## TEXT PROVIDED:

Bernoulli Equation Calculator

Apply the steady, incompressible mechanical-energy balance between two points in a flow and solve for the downstream pressure P₂. The calculator accounts for changes in velocity head, elevation head, and friction (head loss) between the two stations, all in SI units.

Inputs
kg/m³
Pa
m/s
m
m/s
m
m
Downstream Pressure P₂
159.67 kPa
= 1.60e+5 Pa
Total Head at Point 1
20.59 m
H = P/ρg + v²/2g + z
Pressure Head (pt 1)
20.39 m
P₁ / (ρg)
Velocity Head (pt 1)
0.204 m
v₁² / (2g)
Elevation Head (pt 1)
0 m
z₁

About the Bernoulli Equation Calculator

Bernoulli's equation is the energy bookkeeping of fluid flow: along a streamline, the sum of pressure, kinetic, and potential energy per unit weight stays constant for an ideal fluid, and decreases by the friction loss for a real one. This calculator applies the steady, incompressible mechanical-energy balance between an upstream point 1 and a downstream point 2 and solves for the downstream pressure, showing how each form of head contributes.

The Bernoulli (mechanical energy) equation

In head form, P₁/(ρg) + v₁²/2g + z₁ = P₂/(ρg) + v₂²/2g + z₂ + h_loss. Each term has units of metres of fluid: P/(ρg) is the pressure head, v²/2g the velocity head, and z the elevation head. Rearranging for the downstream pressure gives P₂ = P₁ + ρg(z₁ − z₂) + (ρ/2)(v₁² − v₂²) − ρg·h_loss. Multiplying the head form by ρg recovers the pressure form, and multiplying by g gives the energy-per-mass form — all three are the same equation.

Assumptions behind the classic form

The frictionless Bernoulli equation assumes steady flow, incompressible fluid (constant ρ), flow along a single streamline, and no shaft work (no pump or turbine) between the two points. It also neglects viscous dissipation. These assumptions are reasonable for short, smooth runs of liquid or low-speed gas. When they fail — long pipes, fittings, pumps, or compressible high-speed gas — you must use the extended form or a full compressible analysis.

Pressure, velocity, and elevation head

The three heads trade off against one another. Where a pipe narrows, velocity head rises and pressure head must fall (the Venturi effect); where the line climbs, elevation head rises at the expense of pressure or velocity. The total head is conserved only when there is no loss. Reading the breakdown at point 1 makes it clear which form of energy dominates and how the redistribution drives the downstream pressure.

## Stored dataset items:
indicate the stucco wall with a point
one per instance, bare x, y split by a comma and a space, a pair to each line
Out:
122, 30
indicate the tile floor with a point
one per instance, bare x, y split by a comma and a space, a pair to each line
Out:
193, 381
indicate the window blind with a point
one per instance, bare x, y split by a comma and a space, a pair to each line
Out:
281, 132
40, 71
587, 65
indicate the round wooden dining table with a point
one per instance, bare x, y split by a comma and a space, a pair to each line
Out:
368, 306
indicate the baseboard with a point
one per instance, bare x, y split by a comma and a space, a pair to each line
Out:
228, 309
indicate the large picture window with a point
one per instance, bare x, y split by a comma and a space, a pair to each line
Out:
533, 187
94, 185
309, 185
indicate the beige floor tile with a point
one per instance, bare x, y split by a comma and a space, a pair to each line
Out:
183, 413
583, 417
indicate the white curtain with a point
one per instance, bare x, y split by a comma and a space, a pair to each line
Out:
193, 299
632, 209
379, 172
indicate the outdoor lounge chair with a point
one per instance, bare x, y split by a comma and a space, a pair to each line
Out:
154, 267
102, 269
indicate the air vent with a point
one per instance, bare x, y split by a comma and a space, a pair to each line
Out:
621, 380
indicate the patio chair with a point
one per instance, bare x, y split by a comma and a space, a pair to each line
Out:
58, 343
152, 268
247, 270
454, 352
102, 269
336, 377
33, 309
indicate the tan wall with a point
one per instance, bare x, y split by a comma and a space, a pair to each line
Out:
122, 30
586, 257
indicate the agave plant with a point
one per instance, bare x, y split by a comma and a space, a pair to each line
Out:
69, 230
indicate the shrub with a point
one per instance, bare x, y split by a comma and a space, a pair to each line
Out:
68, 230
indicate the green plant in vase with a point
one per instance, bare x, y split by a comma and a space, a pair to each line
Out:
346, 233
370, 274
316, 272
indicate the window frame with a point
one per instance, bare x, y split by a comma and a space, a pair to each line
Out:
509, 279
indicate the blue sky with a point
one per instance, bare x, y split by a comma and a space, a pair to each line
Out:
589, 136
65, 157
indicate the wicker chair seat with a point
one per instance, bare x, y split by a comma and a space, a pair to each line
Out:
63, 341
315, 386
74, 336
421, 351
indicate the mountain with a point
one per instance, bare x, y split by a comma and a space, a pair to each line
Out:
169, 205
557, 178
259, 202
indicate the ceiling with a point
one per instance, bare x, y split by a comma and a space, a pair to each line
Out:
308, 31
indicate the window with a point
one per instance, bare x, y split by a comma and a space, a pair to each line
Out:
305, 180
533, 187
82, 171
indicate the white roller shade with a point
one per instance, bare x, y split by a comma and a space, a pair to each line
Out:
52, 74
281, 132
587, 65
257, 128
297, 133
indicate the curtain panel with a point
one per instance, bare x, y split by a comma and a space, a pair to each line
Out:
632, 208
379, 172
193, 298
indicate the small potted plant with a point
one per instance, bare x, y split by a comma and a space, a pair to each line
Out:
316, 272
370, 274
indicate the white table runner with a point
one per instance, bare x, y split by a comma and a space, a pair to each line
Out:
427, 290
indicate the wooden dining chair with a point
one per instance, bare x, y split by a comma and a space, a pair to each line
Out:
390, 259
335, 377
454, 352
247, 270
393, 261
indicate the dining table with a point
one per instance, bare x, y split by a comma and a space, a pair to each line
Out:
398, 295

## TASK DESCRIPTION:
Continue the Bernoulli equation calculator page from where it stops, adding the next part of its explanation.

## ANSWER FOR THE TASK:
Extended Bernoulli with friction and pumps

Real systems lose mechanical energy to friction, so the engineering form adds a head-loss term h_loss (and, when present, a pump head h_pump and turbine head h_turbine): P₁/(ρg) + v₁²/2g + z₁ + h_pump = P₂/(ρg) + v₂²/2g + z₂ + h_turbine + h_loss. The head loss combines major (straight-pipe, Darcy-Weisbach) and minor (fittings, K·v²/2g) contributions. This calculator includes h_loss directly, so you enter the friction head from a pressure-drop calculation and get the realistic downstream pressure.

Frequently asked questions

What are the assumptions of Bernoulli's equation?

The classic frictionless form assumes steady, incompressible flow along a streamline with no shaft work and negligible viscous losses. It works well for short, smooth liquid runs and low-speed gas. For long pipes, fittings, pumps, turbines, or high-speed compressible gas, use the extended energy equation with head-loss, pump, and turbine terms instead.

How does this calculator handle friction?

It uses the extended Bernoulli form, subtracting a head-loss term h_loss (in metres of fluid) on the downstream side. You supply h_loss from a separate pipe pressure-drop or fittings calculation. Setting h_loss to zero recovers the ideal, frictionless Bernoulli result for comparison.

Why does pressure drop when velocity increases?

Total head is shared among pressure, velocity, and elevation heads. In a contraction the fluid speeds up, so velocity head rises; with elevation fixed and total head conserved, pressure head must fall to compensate. This is the principle behind Venturi meters, carburetors, and aspirators — faster flow means lower static pressure.

Can I use Bernoulli for gases?

Yes, as long as the gas density is essentially constant — typically when the pressure change is under about 10% of the absolute pressure and the Mach number is low (below ~0.3). For larger pressure changes or high speeds, density varies significantly and you need a compressible-flow energy balance rather than the incompressible Bernoulli equation.

How do I include a pump in the analysis?

Add the pump head h_pump to the upstream side of the energy equation: P₁/(ρg) + v₁²/2g + z₁ + h_pump = P₂/(ρg) + v₂²/2g + z₂ + h_loss. The pump head is the mechanical energy added per unit weight of fluid, read from the pump curve. This calculator solves the no-pump balance; to include one, add its head to P₁/(ρg) before entering, or use the NPSH and pump-sizing tool.